#### [DOCUMENT SECTION]

Scientific classification
- Kingdom: Plantae
- Clade: Tracheophytes
- Clade: Angiosperms
- Clade: Monocots
- Clade: Commelinids
- Order: Poales
- Family: Cyperaceae
- Genus: Rhynchospora
- Species: R. megalocarpa
- Binomial name: Rhynchospora megalocarpa A. Gray
- Synonyms: Phaeocephalum dodecandrum; Rhynchospora dodecandra; Rhynchospora pycnocarpa;

= Rhynchospora megalocarpa =

- Genus: Rhynchospora
- Species: megalocarpa
- Authority: A. Gray
- Conservation status: G5
- Synonyms: Phaeocephalum dodecandrum, Rhynchospora dodecandra, Rhynchospora pycnocarpa

Species of grass-like plant

Rhynchospora megalocarpa, commonly called sandyfield beaksedge, is a species of flowering plant in the sedge family (Cyperaceae). It is native to North America, where it is found in the southeastern United States.

== Distribution ==
Rhynchospora megalocarpa is found in the southeastern part of the United States in Florida, Georgia, Alabama, Mississippi, North Carolina, and South Carolina. It is prominently located in Florida. It enjoys a white or yellow sand-hill environment to grow in. It has also been found in scrub, scrubby flatwoods, and xeric hammock environments.

== Description ==
Rhynchospora megalocarpa is a perennial plant. It has been known to grow 130 cm in diameter. It has a scaly rhizome that form stolons. The culm is typically erect to arching. Like most sedges, R. megalocarpa forms leaves spirally arranged in three ranks. The leaves are linear, around 3–7 mm wide. The inflorescence forms 2-6 spikelet clusters, that are light red-brown color. The fruits are achenes; each spikelet contains 1-2 fruits. The achene is typically 4–5 mm wide. It has a dark brown to black coloration. It fruits from summer through fall.

#### [PROVIDED RECORDS]

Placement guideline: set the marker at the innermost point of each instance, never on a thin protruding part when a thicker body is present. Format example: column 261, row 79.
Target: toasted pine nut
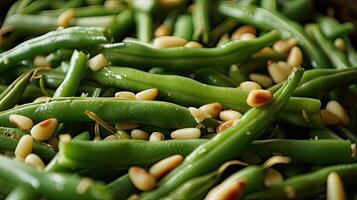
column 126, row 126
column 163, row 30
column 295, row 57
column 44, row 130
column 156, row 136
column 149, row 94
column 193, row 44
column 227, row 115
column 336, row 108
column 141, row 179
column 340, row 44
column 262, row 79
column 64, row 20
column 249, row 86
column 229, row 189
column 226, row 125
column 161, row 168
column 199, row 115
column 335, row 189
column 125, row 95
column 212, row 109
column 272, row 177
column 329, row 118
column 98, row 62
column 168, row 42
column 243, row 29
column 257, row 98
column 40, row 61
column 24, row 146
column 21, row 121
column 35, row 161
column 186, row 133
column 283, row 46
column 138, row 134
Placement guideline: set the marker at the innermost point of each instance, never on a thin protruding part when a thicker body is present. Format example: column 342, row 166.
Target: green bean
column 9, row 137
column 71, row 109
column 307, row 186
column 188, row 92
column 268, row 20
column 75, row 36
column 228, row 144
column 182, row 58
column 11, row 96
column 50, row 185
column 69, row 86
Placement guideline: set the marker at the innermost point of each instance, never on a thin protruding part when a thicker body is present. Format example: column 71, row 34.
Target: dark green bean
column 268, row 20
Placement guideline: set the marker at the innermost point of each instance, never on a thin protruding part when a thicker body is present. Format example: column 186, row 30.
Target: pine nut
column 283, row 46
column 149, row 94
column 161, row 168
column 212, row 109
column 194, row 44
column 229, row 189
column 340, row 44
column 125, row 95
column 336, row 108
column 141, row 179
column 272, row 177
column 64, row 20
column 21, row 121
column 44, row 130
column 261, row 79
column 295, row 57
column 126, row 126
column 35, row 161
column 199, row 115
column 226, row 125
column 157, row 136
column 163, row 30
column 257, row 98
column 329, row 118
column 243, row 29
column 138, row 134
column 335, row 189
column 186, row 133
column 169, row 42
column 98, row 62
column 249, row 86
column 24, row 146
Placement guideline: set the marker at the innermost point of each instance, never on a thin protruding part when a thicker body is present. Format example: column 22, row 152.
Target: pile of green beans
column 184, row 99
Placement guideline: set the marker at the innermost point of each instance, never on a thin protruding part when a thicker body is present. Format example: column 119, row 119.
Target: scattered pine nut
column 161, row 168
column 125, row 95
column 141, row 179
column 149, row 94
column 186, row 133
column 24, row 146
column 213, row 109
column 44, row 130
column 261, row 79
column 198, row 114
column 335, row 189
column 138, row 134
column 258, row 98
column 227, row 115
column 157, row 136
column 249, row 86
column 169, row 42
column 98, row 62
column 35, row 161
column 336, row 108
column 21, row 121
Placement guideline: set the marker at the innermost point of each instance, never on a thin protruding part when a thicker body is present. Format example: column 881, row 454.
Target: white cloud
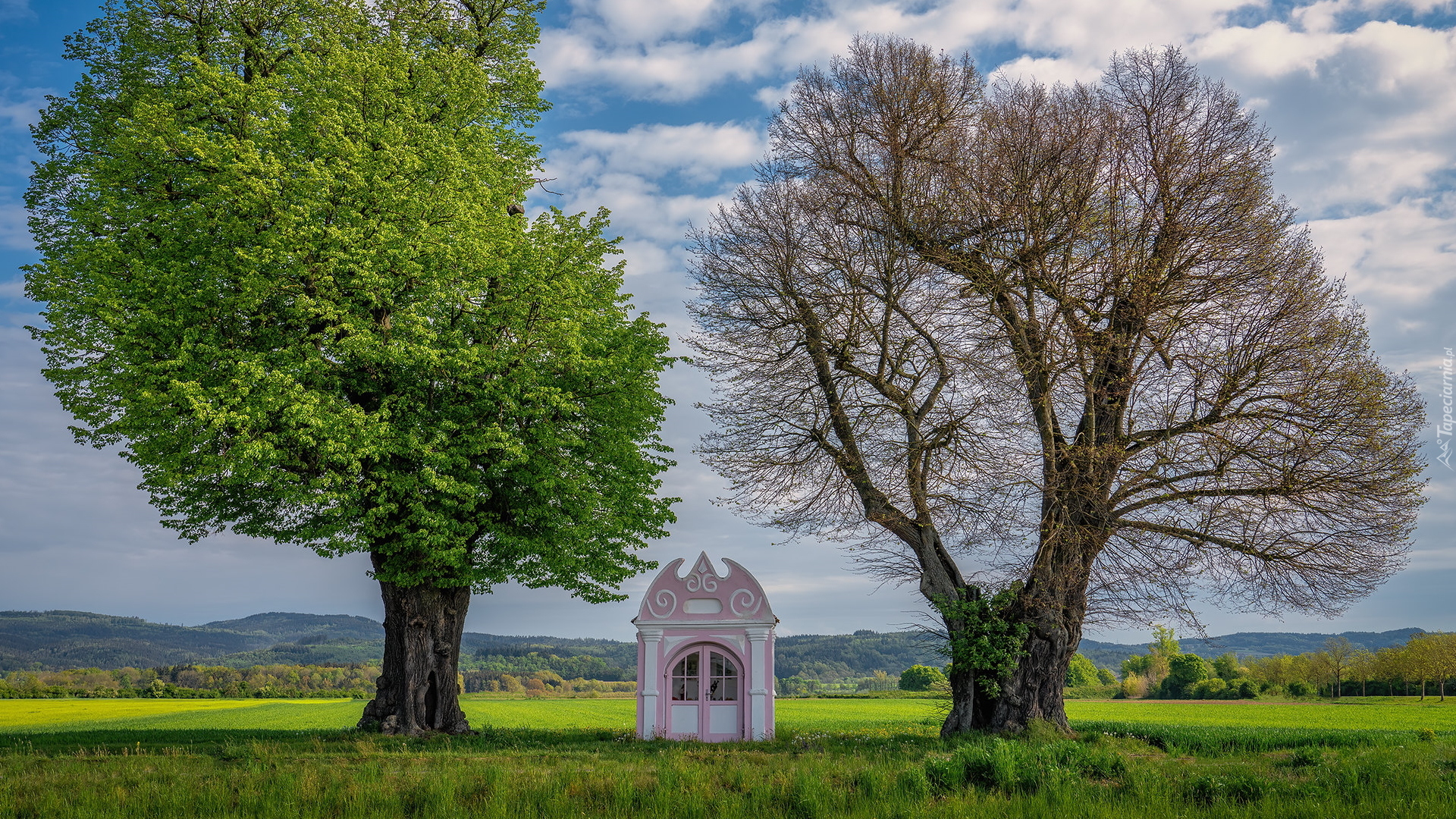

#### [EXERCISE BRIEF]
Write down everything in the beaksedge article from "Species of grass-like" down to "southeastern United States.", word for word. The rows have nothing to do with the beaksedge article.

#### [RESPONSE AREA]
Species of grass-like plant

Rhynchospora megalocarpa, commonly called sandyfield beaksedge, is a species of flowering plant in the sedge family (Cyperaceae). It is native to North America, where it is found in the southeastern United States.